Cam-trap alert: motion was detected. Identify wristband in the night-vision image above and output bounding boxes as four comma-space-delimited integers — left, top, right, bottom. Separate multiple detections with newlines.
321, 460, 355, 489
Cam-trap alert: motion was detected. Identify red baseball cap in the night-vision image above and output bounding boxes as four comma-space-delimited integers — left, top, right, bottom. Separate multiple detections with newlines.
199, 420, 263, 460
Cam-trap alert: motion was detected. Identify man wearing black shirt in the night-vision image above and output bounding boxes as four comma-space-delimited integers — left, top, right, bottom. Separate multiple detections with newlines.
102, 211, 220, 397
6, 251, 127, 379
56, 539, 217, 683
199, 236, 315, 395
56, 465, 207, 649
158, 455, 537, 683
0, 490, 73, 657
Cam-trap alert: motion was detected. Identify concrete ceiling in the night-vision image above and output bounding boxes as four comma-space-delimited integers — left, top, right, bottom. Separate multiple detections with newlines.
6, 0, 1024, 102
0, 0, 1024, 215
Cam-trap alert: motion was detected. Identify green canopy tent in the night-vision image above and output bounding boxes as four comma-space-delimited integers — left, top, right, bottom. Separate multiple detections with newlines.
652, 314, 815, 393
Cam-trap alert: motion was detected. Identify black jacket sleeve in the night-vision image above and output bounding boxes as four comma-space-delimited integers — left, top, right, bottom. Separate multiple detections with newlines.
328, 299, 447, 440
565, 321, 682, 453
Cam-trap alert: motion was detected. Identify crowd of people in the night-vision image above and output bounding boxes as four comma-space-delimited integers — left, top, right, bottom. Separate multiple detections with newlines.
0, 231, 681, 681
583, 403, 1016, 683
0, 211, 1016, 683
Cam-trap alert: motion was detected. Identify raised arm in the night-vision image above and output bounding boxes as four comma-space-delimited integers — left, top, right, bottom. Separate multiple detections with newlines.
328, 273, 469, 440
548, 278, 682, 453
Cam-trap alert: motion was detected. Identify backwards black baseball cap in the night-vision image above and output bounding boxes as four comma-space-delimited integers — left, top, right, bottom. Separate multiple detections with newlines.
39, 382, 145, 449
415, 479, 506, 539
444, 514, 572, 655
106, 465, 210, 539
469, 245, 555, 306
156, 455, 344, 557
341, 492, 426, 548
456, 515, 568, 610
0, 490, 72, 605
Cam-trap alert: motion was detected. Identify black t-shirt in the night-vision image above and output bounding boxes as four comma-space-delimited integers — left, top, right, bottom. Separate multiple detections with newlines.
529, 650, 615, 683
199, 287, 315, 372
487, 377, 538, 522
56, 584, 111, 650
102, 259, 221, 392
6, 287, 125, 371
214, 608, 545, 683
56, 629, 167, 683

**Task to carry out**
How many lines in the items above contain the word "wristband"? Reply with the number alone.

**Solution for this task**
1